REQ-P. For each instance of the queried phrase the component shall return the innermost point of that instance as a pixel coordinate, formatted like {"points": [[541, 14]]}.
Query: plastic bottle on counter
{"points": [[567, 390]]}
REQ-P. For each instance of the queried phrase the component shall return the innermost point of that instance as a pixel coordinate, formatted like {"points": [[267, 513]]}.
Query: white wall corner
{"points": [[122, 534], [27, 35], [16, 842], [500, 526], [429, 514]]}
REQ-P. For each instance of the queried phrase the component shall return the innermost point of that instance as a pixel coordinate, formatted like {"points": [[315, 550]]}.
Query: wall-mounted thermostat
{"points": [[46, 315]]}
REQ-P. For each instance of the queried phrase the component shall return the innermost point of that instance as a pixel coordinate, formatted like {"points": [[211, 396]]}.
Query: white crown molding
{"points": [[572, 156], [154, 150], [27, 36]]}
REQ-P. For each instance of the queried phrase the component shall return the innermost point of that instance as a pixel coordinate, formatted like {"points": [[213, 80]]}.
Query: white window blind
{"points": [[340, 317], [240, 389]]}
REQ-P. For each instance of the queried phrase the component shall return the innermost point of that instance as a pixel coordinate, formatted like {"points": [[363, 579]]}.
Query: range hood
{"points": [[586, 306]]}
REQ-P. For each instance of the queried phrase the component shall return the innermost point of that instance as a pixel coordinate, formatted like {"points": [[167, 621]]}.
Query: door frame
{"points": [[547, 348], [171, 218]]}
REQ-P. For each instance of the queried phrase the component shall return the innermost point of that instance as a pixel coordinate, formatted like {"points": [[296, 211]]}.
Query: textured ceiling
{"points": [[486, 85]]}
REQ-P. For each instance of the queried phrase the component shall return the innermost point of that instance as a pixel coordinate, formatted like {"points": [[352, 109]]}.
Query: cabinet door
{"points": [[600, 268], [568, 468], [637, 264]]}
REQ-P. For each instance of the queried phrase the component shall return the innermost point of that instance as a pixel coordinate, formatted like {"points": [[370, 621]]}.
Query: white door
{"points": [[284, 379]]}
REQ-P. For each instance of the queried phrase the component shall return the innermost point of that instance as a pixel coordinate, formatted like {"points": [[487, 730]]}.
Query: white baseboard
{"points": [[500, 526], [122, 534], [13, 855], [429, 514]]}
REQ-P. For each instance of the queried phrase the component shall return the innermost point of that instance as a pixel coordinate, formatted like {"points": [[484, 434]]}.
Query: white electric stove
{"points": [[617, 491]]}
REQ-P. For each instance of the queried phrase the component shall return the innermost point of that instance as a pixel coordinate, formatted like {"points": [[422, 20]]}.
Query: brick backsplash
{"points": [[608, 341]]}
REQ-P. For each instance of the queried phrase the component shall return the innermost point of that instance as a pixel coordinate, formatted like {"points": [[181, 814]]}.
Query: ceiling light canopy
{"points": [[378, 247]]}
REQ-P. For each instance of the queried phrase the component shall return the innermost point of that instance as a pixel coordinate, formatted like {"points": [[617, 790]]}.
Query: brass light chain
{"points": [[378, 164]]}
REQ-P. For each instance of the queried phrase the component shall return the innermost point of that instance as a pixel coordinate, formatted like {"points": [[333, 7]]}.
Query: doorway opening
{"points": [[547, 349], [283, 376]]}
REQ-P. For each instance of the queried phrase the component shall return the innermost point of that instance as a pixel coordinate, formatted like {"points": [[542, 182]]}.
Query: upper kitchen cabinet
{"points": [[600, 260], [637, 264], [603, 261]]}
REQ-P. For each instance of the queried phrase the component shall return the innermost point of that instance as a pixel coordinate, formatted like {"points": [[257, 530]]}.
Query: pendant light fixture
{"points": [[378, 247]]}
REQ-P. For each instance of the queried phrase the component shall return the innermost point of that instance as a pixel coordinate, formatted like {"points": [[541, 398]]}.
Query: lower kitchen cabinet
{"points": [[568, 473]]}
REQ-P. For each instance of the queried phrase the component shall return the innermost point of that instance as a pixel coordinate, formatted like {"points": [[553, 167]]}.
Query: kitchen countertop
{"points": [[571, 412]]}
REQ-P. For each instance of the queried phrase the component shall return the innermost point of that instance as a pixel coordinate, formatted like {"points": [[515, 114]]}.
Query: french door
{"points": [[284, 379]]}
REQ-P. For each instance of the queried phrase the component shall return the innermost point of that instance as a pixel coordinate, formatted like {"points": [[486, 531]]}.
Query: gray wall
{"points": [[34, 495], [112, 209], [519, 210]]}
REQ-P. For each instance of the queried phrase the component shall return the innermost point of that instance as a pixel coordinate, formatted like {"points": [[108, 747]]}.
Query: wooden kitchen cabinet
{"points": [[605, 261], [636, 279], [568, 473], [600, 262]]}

■ Problem requirements ■
Could every entry above be printed again, word for word?

■ Answer to the problem ■
REQ-P. For each instance of the queried phrase the component shall return the innermost point of that instance as a pixel coordinate, formatted like {"points": [[541, 14]]}.
Query: plastic bottle on counter
{"points": [[567, 390]]}
REQ-P. For each instance of the queried phrase the component shall return the innermost point of that instance as a pixel coordinate, formatted like {"points": [[267, 513]]}.
Query: white wall corner
{"points": [[122, 534], [27, 35], [16, 842], [500, 526], [429, 514]]}
REQ-P. For each instance of the queried phrase the component shall return the innermost point of that instance as a pixel coordinate, formatted like {"points": [[315, 550]]}.
Query: wall-mounted thermostat
{"points": [[46, 315]]}
REQ-P. For each instance of the queried phrase the component shall return the innermost point of that instance as a pixel coordinate, formatted like {"points": [[211, 396]]}.
Query: white crown molding
{"points": [[572, 156], [154, 150], [27, 36]]}
REQ-P. For each instance of the queried phrase the component shall return the innermost point of that instance as a pixel coordinate, formatted like {"points": [[213, 80]]}.
Query: white window blind
{"points": [[340, 317], [240, 389]]}
REQ-P. For each instance of the queried phrase the component shall return the innermost point of that instance as a pixel coordinate, formatted like {"points": [[363, 579]]}.
Query: range hood
{"points": [[586, 306]]}
REQ-P. For each instance of the queried phrase the component shall return the innermost point of that instance as a pixel coordinate, formatted like {"points": [[167, 621]]}.
Query: door frame
{"points": [[547, 348], [171, 218]]}
REQ-P. For each instance of the queried phrase the component shall return the innermost point of that instance as a pixel coordinate, formatted like {"points": [[296, 211]]}.
Query: textured ceiling
{"points": [[486, 85]]}
REQ-P. For each instance of the queried phrase the component shall return the innermost point of that instance as a pixel coordinate, formatted like {"points": [[352, 109]]}.
Query: cabinet door
{"points": [[600, 268], [568, 468], [637, 264]]}
REQ-P. For each instance of the queried phrase the component shall return the innermost point of that instance as a pixel coordinate, formatted like {"points": [[370, 621]]}.
Query: white door
{"points": [[284, 379]]}
REQ-P. For each instance of the queried phrase the component shall return the innermost point of that instance as a pixel coordinate, formatted like {"points": [[487, 730]]}.
Query: white baseboard
{"points": [[500, 526], [122, 534], [13, 855], [429, 514]]}
REQ-P. For each instance of the queried phrase the component shall return the innermost point of that instance as a pixel coordinate, formatted like {"points": [[484, 434]]}.
Query: white electric stove
{"points": [[617, 491]]}
REQ-P. For each instance of the queried phrase the component shall return the innermost point of that instance as a pixel coordinate, formatted like {"points": [[422, 20]]}.
Query: brick backsplash
{"points": [[608, 341]]}
REQ-P. For each instance of the queried phrase the component shall return the innermost point of that instance as a pixel coordinate, formatted like {"points": [[181, 814]]}.
Query: ceiling light canopy
{"points": [[378, 247]]}
REQ-P. For each instance of the queried phrase the component shall return the innermost point of that instance as a pixel coordinate, formatted like {"points": [[617, 790]]}.
Query: brass light chain
{"points": [[378, 164]]}
REQ-P. For each instance of the queried phrase the component shall return the innermost point of that instance as a pixel coordinate, formatted like {"points": [[333, 7]]}.
Query: doorway opening
{"points": [[547, 349], [283, 376]]}
REQ-P. For each instance of the queried phrase the component shall return the innermost point of that instance as a pixel coordinate, formatted like {"points": [[542, 182]]}.
Query: upper kitchen cabinet
{"points": [[600, 260], [637, 264], [603, 261]]}
REQ-P. For each instance of the queried phrase the component shall return the innermost point of that instance as a pixel coordinate, formatted like {"points": [[257, 530]]}.
Query: pendant light fixture
{"points": [[378, 247]]}
REQ-P. For each instance of the queried phrase the component shall return the innermost point of that instance as a pixel coordinate, formatted like {"points": [[541, 398]]}.
Query: lower kitchen cabinet
{"points": [[568, 473]]}
REQ-P. For each instance of the queried phrase the component shall return the innermost point of that instance as a pixel coordinate, formatted like {"points": [[553, 167]]}.
Query: kitchen countertop
{"points": [[571, 412]]}
REQ-P. For each instance of the queried phrase the component shall return the innermost point of that instance as a pixel coordinate, formatted like {"points": [[515, 114]]}.
Query: french door
{"points": [[284, 379]]}
REQ-P. For each instance of the queried phrase the component shall return the innermost point of that instance as a pixel coordinate, formatted like {"points": [[486, 531]]}.
Query: gray wall
{"points": [[34, 495], [112, 209], [519, 210]]}
REQ-P. For each instance of the queried phrase the component shall return the innermost point of that instance as a pixel coordinate, formatted like {"points": [[108, 747]]}.
Query: wooden kitchen cabinet
{"points": [[605, 261], [636, 279], [568, 473], [600, 262]]}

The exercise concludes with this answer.